***** DATA RECORDS
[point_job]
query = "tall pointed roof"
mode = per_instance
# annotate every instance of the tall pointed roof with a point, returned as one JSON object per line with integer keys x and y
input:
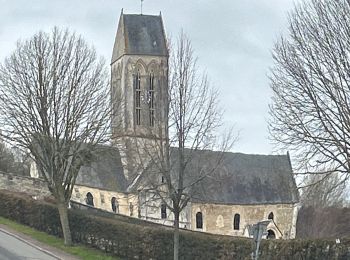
{"x": 139, "y": 35}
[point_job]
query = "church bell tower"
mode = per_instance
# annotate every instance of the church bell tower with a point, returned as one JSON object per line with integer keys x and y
{"x": 139, "y": 89}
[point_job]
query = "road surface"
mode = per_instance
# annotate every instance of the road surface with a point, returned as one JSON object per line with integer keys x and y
{"x": 12, "y": 248}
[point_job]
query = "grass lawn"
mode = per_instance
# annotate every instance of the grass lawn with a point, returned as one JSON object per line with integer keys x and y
{"x": 80, "y": 251}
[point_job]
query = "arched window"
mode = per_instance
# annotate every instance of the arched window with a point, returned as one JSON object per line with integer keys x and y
{"x": 271, "y": 234}
{"x": 89, "y": 199}
{"x": 270, "y": 216}
{"x": 151, "y": 99}
{"x": 115, "y": 205}
{"x": 163, "y": 211}
{"x": 131, "y": 208}
{"x": 199, "y": 220}
{"x": 137, "y": 86}
{"x": 236, "y": 220}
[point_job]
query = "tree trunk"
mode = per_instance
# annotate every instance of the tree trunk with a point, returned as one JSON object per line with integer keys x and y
{"x": 63, "y": 211}
{"x": 176, "y": 235}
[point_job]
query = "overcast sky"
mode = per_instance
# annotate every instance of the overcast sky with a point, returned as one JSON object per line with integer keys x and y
{"x": 232, "y": 39}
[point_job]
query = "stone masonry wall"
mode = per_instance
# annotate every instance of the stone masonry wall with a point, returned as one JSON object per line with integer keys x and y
{"x": 218, "y": 219}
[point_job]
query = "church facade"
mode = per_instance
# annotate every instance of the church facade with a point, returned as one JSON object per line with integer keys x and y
{"x": 245, "y": 189}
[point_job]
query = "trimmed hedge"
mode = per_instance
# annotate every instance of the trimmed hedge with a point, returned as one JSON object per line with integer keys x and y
{"x": 138, "y": 241}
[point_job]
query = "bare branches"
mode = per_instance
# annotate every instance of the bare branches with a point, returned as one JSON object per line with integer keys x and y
{"x": 310, "y": 84}
{"x": 54, "y": 102}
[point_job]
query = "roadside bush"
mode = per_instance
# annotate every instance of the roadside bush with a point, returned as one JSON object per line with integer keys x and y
{"x": 132, "y": 239}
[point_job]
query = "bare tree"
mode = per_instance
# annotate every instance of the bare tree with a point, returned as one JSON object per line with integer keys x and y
{"x": 310, "y": 113}
{"x": 54, "y": 102}
{"x": 179, "y": 156}
{"x": 323, "y": 191}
**********
WORK INSTRUCTION:
Count how many lines in the entries above hold the word "roof". Give that number by itself.

TASK ANSWER:
2